--- TASK OBJECTIVE ---
Rewrite the records below, renaming "Object class to annotate" to "Target category" everywhere it appears and keeping every other character the same.

-- begin DATA FOR THIS EXERCISE --

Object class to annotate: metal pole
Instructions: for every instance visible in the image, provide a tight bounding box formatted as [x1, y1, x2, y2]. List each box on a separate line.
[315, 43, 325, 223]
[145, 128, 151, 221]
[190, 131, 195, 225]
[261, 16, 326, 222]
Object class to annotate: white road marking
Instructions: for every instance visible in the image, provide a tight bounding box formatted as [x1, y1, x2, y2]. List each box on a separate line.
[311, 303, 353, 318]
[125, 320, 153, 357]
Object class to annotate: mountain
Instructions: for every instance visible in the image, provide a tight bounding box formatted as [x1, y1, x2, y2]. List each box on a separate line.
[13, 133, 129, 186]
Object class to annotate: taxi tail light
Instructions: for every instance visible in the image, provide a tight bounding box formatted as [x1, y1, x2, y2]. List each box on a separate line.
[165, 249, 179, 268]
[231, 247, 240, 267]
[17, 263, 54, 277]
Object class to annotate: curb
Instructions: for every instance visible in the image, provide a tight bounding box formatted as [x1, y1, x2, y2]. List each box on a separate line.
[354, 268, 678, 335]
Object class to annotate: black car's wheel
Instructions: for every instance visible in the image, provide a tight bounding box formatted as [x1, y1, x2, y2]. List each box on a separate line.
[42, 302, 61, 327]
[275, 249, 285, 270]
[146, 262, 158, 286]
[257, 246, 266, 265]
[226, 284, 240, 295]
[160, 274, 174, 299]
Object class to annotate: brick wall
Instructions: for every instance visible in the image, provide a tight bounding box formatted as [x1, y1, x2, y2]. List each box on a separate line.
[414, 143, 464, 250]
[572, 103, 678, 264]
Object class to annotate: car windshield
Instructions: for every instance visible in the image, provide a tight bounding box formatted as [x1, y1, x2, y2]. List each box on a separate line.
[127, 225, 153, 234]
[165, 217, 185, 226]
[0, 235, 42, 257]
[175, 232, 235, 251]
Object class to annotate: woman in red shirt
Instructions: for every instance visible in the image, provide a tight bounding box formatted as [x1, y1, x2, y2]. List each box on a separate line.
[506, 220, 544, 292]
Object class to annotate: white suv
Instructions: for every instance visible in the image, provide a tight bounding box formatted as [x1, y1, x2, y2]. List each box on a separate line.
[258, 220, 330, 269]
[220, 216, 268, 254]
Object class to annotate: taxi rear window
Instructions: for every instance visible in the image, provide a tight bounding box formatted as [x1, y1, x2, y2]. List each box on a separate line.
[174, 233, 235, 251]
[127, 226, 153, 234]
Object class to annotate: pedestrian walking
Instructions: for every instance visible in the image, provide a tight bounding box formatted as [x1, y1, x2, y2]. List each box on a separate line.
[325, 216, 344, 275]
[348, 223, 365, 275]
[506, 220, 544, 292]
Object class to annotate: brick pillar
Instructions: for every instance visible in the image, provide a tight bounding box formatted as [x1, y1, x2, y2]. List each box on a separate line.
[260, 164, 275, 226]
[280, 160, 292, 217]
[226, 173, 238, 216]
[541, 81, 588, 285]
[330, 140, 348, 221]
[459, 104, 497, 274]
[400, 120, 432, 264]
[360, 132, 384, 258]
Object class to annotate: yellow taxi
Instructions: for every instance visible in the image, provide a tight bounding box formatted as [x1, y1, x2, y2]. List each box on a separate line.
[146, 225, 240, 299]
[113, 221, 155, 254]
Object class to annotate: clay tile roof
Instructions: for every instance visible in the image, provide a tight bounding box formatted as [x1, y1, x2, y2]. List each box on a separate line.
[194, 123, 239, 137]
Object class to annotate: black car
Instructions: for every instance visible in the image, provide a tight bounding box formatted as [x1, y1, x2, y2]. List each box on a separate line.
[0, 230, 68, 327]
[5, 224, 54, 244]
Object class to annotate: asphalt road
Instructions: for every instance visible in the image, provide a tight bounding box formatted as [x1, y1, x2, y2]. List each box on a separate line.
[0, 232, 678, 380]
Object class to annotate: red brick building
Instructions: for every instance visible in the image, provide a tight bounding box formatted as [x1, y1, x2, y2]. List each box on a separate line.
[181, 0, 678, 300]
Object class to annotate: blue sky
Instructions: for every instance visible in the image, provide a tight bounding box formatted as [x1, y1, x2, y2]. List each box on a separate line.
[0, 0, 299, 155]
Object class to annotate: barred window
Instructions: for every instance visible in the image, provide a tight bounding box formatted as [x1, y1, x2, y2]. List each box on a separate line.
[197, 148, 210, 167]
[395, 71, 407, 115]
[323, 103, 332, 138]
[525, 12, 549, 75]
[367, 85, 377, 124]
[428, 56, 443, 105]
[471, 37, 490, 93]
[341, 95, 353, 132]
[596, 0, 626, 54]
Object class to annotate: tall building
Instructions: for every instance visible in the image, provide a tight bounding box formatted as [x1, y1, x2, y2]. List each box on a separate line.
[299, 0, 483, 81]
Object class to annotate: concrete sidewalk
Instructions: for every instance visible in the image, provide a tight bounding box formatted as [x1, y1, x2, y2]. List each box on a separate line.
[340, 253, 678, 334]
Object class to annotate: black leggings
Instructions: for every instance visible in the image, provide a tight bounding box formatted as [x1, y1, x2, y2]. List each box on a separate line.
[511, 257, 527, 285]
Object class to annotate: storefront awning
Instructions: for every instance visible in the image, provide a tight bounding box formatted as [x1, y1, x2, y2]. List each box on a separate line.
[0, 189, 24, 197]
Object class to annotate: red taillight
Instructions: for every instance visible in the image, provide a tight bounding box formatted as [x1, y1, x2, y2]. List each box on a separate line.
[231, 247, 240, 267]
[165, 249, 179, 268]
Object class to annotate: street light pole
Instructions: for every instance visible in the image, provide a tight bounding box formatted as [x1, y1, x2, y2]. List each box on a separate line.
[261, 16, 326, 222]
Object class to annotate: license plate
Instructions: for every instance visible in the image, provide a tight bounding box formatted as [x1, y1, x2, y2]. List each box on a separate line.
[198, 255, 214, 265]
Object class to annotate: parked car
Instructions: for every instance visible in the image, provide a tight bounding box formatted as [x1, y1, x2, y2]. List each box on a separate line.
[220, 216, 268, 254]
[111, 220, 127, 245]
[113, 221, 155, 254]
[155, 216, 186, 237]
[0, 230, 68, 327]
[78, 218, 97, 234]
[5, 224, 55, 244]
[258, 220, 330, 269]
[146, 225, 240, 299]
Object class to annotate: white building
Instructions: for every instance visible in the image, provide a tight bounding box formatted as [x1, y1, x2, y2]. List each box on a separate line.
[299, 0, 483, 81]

-- end DATA FOR THIS EXERCISE --

--- ANSWER TO THIS EXERCISE ---
Target category: metal pole
Instructions: for every instance visible in the image, provide a tight bounding box formatted as [x1, y1, x2, y2]. List each box on a separate line.
[315, 43, 325, 223]
[145, 128, 151, 221]
[190, 131, 195, 225]
[261, 16, 326, 222]
Target category: white road marking
Instructions: for every instance visible in the image, provide a tight bounding box formatted as [x1, y1, x2, y2]. List each box on a separate line.
[311, 303, 353, 318]
[125, 320, 153, 357]
Target category: mountain
Instructions: for every instance visible in the image, provide a tight bounding box formatted as [x1, y1, x2, y2]. List each box on a separate line.
[13, 133, 129, 186]
Target category: taxi tail light
Instructions: for every instance visible in the image, provide a tight bounding box formatted as [x1, y1, x2, y2]. List each box on a separate line.
[165, 249, 179, 268]
[231, 247, 240, 267]
[17, 263, 54, 277]
Target category: curb
Instructions: for every instance visible in the image, provide a tight bounding box formatted as [x1, y1, x2, y2]. List each box on a separate line.
[354, 268, 678, 335]
Target category: black car's wheel
Instructions: for every instance visible in the image, provide a tight bounding box formatted as [x1, y1, x2, y2]. List each box on a separate line.
[42, 302, 61, 327]
[275, 249, 285, 270]
[146, 262, 158, 286]
[257, 246, 266, 265]
[226, 284, 240, 295]
[160, 274, 174, 299]
Target category: brick wall
Instructions: for every instance visible in the image, provide a tight bounding box formatted as [x1, y1, x2, y2]. List each box on a separate line.
[414, 143, 464, 250]
[572, 103, 678, 264]
Target category: car windshield
Instructions: for every instance visible in the image, provide a tight bounding box formatted as [x1, y1, x2, y2]. List each box on a separate line.
[127, 225, 153, 234]
[165, 217, 185, 226]
[0, 235, 42, 257]
[175, 232, 235, 251]
Target category: woman in red shirt
Instructions: for every instance visible in the image, provide a tight bounding box formatted as [x1, y1, x2, y2]. List each box on a separate line.
[506, 220, 544, 292]
Target category: white suv
Instructions: for every instance visible in the image, provide a tight bounding box formatted as [x1, y1, x2, y2]. List each box on a separate line.
[258, 220, 330, 269]
[220, 216, 268, 254]
Target category: taxi rear window
Instructions: for every instance visible in the image, provide a tight bounding box formatted as [x1, y1, x2, y2]. List each box on a separate line.
[174, 233, 235, 251]
[127, 226, 153, 234]
Target category: pedestrian walking
Instructions: for every instance visible in the image, provide a tight bounding box formatted as [x1, y1, x2, y2]. List each box on a separate line.
[325, 216, 344, 275]
[348, 223, 365, 275]
[506, 220, 544, 292]
Target category: brick pillar
Instructions: for every instance visible in the image, provide a tight bounding box formatted as [x1, y1, x2, y2]. List each box on a separate line.
[260, 164, 275, 226]
[280, 160, 292, 217]
[226, 173, 238, 216]
[541, 81, 588, 285]
[330, 140, 348, 221]
[459, 104, 497, 274]
[400, 120, 432, 264]
[360, 132, 384, 258]
Target category: yellow taxi
Instructions: for every instance visible in the image, provide a tight bounding box formatted as [x1, y1, x2, y2]. List each box on a separate line.
[146, 225, 240, 299]
[113, 221, 155, 254]
Target category: clay tile roof
Instructions: for every instance visible in the image, provide a tight bounding box formatted as [x1, y1, x2, y2]. List each box on a separate line.
[194, 123, 239, 137]
Target category: black car
Instructions: for every instance visible in the image, provide a tight bounding box formatted as [x1, y1, x2, y2]. List each box on a separate line.
[0, 230, 68, 327]
[5, 224, 54, 244]
Target category: asphalt road
Instructions: for every instance visible in the image, provide a tight bounding box formatted as [x1, y1, x2, y2]. List each box on a separate line.
[0, 232, 678, 380]
Target category: red brick building
Instructions: for every instance visible in the image, provide a tight bounding box formatted as [x1, y1, x2, y2]. List each box on a separate line.
[181, 0, 678, 300]
Target category: blue sky
Instructions: for every instance visible in the image, provide a tight bounding box formatted as [x1, y1, x2, y2]. List each box on a separate line.
[0, 0, 299, 155]
Target category: barred window
Instructions: for every instance visible in the image, provide a tight bounding box formatted as [x1, y1, x2, y2]. List each box on a separate line.
[197, 148, 210, 167]
[395, 71, 407, 115]
[323, 103, 332, 138]
[525, 12, 549, 75]
[367, 85, 377, 124]
[428, 56, 443, 105]
[471, 37, 490, 93]
[341, 95, 353, 132]
[596, 0, 626, 54]
Target category: tall building
Instructions: for every instance visible in the image, provide a tight bounding box formatted as [x1, y1, x2, y2]. List each box on a separate line.
[299, 0, 483, 81]
Target category: concrete sidewalk
Instructions: for every instance visible in the image, provide a tight bounding box formatted as [x1, y1, x2, y2]. List each box on a separate line.
[340, 253, 678, 334]
Target category: black leggings
Instructions: for every instance visible in the image, provide a tight bounding box formatted as [x1, y1, x2, y2]. List each box on a separate line.
[511, 257, 527, 285]
Target category: storefront awning
Instructions: for every instance visible in the image, provide a tight bounding box formatted as [x1, y1, x2, y2]. List each box on a separate line.
[0, 189, 24, 197]
Target category: red taillight
Instructions: for every instance visible in the image, provide a tight bounding box formatted as [x1, y1, x2, y2]. List each box on a separate line.
[231, 247, 240, 267]
[165, 249, 179, 268]
Target category: street light pole
Instructions: for every instance visible in the image, provide a tight bounding box formatted as [x1, y1, x2, y2]. List each box on a separate line.
[261, 16, 326, 222]
Target category: license plate
Instructions: for every instance visible in the image, provide a tight bounding box formatted as [x1, y1, x2, y2]. List each box on a separate line.
[198, 255, 214, 265]
Target category: parked car
Instructions: for every instance visible in the image, provide a tight bounding box formatted as [x1, y1, x2, y2]. List each box on a separate line.
[220, 216, 268, 254]
[111, 220, 127, 245]
[113, 221, 155, 254]
[155, 216, 186, 237]
[0, 230, 68, 327]
[78, 218, 97, 234]
[5, 224, 55, 244]
[258, 220, 330, 269]
[146, 225, 240, 299]
Target category: white building
Instructions: for every instance visible in the image, provide a tight bounding box formatted as [x1, y1, x2, y2]. List each box on a separate line.
[299, 0, 483, 81]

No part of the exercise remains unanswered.